INSTRUCCIONES>
1) En el texto sobre la visita del Papa a Colombia, ¿cuántas operaciones había sufrido Consuelo Córdoba cuando fijó fecha para su eutanasia?
2) Extrae del texto sobre la visita del Papa a Colombia el fragmento que va de "La carta del" a "proceso de paz.", ambos incluidos, sin cambiar nada.

TEXTO PROPORCIONADO>
- - - -

Consuelo Córdoba vive desde hace diecisiete años cubierta con un pasamontañas y conectada a unos tubos nasales después de que su rostro y su cuerpo quedaran desfigurados por un ataque con ácido por parte de su marido. Después de 87 operaciones, fijó fecha para su eutanasia el 29 de septiembre. En la nunciatura de Bogotá se encontró con el Papa para pedirle la bendición antes de morir. Él se la negó. «No, no lo harás», le dice. «Eres valiente y hermosa». Después de este encuentro, Consuelo decidió anular la cita. «El Papa me abrazó y me hizo este regalo. Ahora quiero vivir», cuenta, «porque Dios da grandeza a mi vida».
Rodrigo Londoño, líder de las FARC, escribió a Francisco: «He visto llorar de emoción a hombres, mujeres y niños que admiran su bondad y la luz de sus ojos. Dios está con usted, no cabe duda. Desde que puso el pie en mi país sentí que algo podía cambiar». Después suplica el perdón: «por todas las lágrimas y dolores que hemos provocado».
La carta del exguerrillero se dio a conocer durante el intenso viaje a Colombia del Papa, que partió como peregrino, dando en primera persona ese “primer paso” que pedía a todos en un país desgarrado por cincuenta años de guerrilla y terrorismo, con 260.000 muertos y más de 45.000 desaparecidos, inmerso en un doloroso proceso de paz.

- - - -

FILAS>
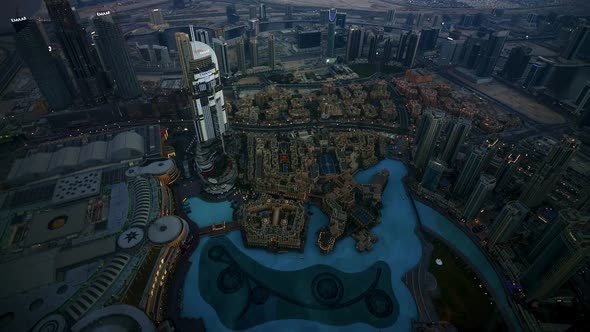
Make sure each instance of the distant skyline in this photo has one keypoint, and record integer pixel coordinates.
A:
(9, 9)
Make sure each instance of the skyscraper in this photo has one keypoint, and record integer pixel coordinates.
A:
(156, 17)
(450, 52)
(516, 64)
(252, 11)
(553, 166)
(289, 12)
(455, 139)
(232, 14)
(75, 44)
(402, 45)
(202, 35)
(253, 52)
(470, 172)
(492, 51)
(433, 174)
(271, 51)
(484, 187)
(390, 19)
(426, 136)
(113, 52)
(331, 39)
(507, 223)
(263, 14)
(341, 20)
(353, 44)
(206, 95)
(387, 50)
(33, 47)
(506, 171)
(428, 39)
(178, 4)
(254, 27)
(582, 102)
(413, 43)
(220, 47)
(436, 21)
(372, 51)
(536, 75)
(561, 255)
(579, 44)
(241, 54)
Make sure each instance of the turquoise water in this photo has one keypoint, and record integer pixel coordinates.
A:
(444, 228)
(398, 246)
(205, 214)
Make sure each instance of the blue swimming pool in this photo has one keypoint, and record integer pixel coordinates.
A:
(398, 247)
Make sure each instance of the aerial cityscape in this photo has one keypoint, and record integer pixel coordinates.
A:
(351, 165)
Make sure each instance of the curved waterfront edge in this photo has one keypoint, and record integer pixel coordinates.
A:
(502, 300)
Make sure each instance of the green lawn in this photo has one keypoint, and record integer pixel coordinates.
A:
(462, 301)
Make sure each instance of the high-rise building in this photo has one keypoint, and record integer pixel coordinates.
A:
(241, 54)
(201, 70)
(492, 51)
(252, 11)
(436, 21)
(271, 51)
(412, 50)
(372, 51)
(331, 40)
(410, 19)
(428, 132)
(203, 36)
(506, 171)
(33, 47)
(178, 4)
(470, 172)
(253, 51)
(582, 102)
(455, 139)
(75, 44)
(402, 45)
(161, 54)
(536, 75)
(156, 17)
(450, 52)
(579, 44)
(484, 187)
(506, 223)
(419, 20)
(564, 218)
(428, 39)
(254, 25)
(353, 44)
(221, 52)
(263, 13)
(516, 64)
(289, 12)
(146, 53)
(113, 52)
(387, 51)
(390, 19)
(324, 14)
(433, 174)
(562, 255)
(341, 20)
(232, 14)
(544, 180)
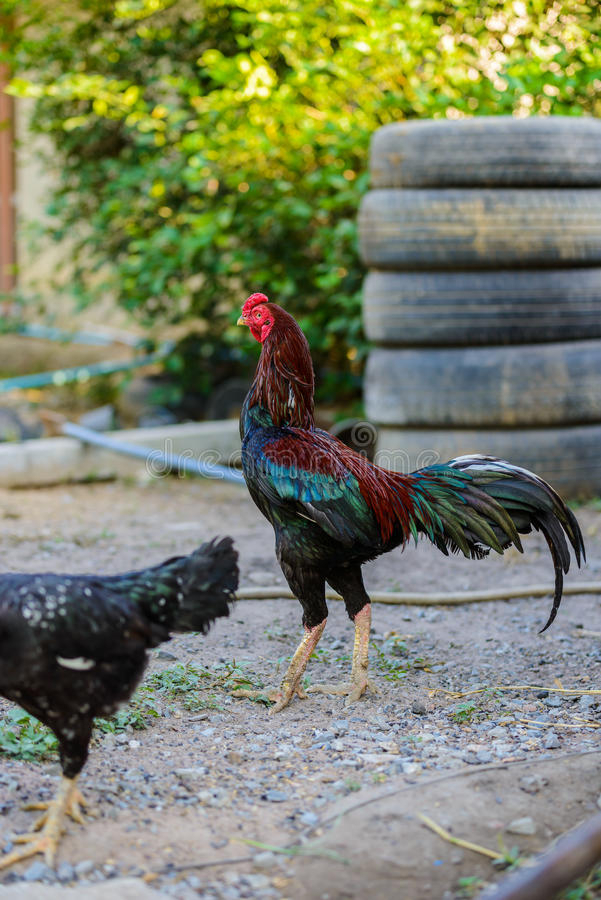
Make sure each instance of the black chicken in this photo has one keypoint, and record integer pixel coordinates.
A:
(73, 647)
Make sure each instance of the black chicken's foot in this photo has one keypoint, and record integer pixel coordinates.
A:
(66, 802)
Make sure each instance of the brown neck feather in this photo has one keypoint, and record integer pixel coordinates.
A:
(284, 379)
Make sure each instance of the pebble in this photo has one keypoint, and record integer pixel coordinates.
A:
(553, 700)
(39, 871)
(525, 825)
(498, 732)
(309, 818)
(532, 784)
(65, 872)
(274, 796)
(264, 860)
(84, 868)
(256, 881)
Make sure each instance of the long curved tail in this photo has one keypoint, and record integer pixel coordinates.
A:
(477, 503)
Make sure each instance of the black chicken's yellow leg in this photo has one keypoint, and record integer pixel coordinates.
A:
(359, 683)
(47, 831)
(291, 681)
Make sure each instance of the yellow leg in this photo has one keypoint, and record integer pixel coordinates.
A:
(291, 681)
(359, 683)
(47, 830)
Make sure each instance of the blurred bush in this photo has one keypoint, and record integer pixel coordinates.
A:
(204, 150)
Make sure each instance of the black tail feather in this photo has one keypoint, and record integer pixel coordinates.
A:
(184, 593)
(209, 577)
(530, 503)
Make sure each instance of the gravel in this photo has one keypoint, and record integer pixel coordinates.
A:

- - - -

RESPUESTAS>
1) 87 operaciones.

2)
La carta del exguerrillero se dio a conocer durante el intenso viaje a Colombia del Papa, que partió como peregrino, dando en primera persona ese “primer paso” que pedía a todos en un país desgarrado por cincuenta años de guerrilla y terrorismo, con 260.000 muertos y más de 45.000 desaparecidos, inmerso en un doloroso proceso de paz.